Big picture and little picture are complementary modes

When I first brainstormed Brainsai, big-picture implications of a paper-only Textmind implementation thrilled me. The next day, during daylog decomposition, I realized that my initial insight was wrong on a key detail of UID/SID implementation, and that I had not in fact solved the central problem of representing hierarchy with a series of notecards. I had a guilty moment wherein I wondered whether I'd have to retract my public eureka. Fortunately it didn't last long, as I was already close to the solution.

It often happens with initial insights, that the big picture glosses over difficulties in key details. On the other hand, it isn't possible to think about the big picture if one insists on immediately bogging down in the details. There is value in both levels; neither can replace the other. For example, my excitement about the big-picture implications of a paper-only Textmind was a legitimate indicator of its usefulness. Whether or not it turned out to be technically feasible, it was worth investigating further.

Suspend disbelief to discover the Indies

With Textmind to catch such errors, there is no benefit (and real harm) to immediately fact-checking spontaneous emotion. It's better to just embrace it, capture it, and see whether it leads anywhere worthwhile. Don't just suspend judgment, suspend disbelief. Act with teenage overconfidence.

■ DATA EXTRACT ■
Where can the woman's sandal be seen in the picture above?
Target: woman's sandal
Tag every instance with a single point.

■ ACTIVITIES ■
1. In the passage on big-picture and little-picture thinking, how does it say one should act?
2. Rewrite the passage on big-picture and little-picture thinking, starting with "It often happens" and going on through "worth investigating further.", and swap "difficulties" for "problems".

■ PROBLEM SOLUTIONS ■
1. With teenage overconfidence.

2.
It often happens with initial insights, that the big picture glosses over problems in key details. On the other hand, it isn't possible to think about the big picture if one insists on immediately bogging down in the details. There is value in both levels; neither can replace the other. For example, my excitement about the big-picture implications of a paper-only Textmind was a legitimate indicator of its usefulness. Whether or not it turned out to be technically feasible, it was worth investigating further.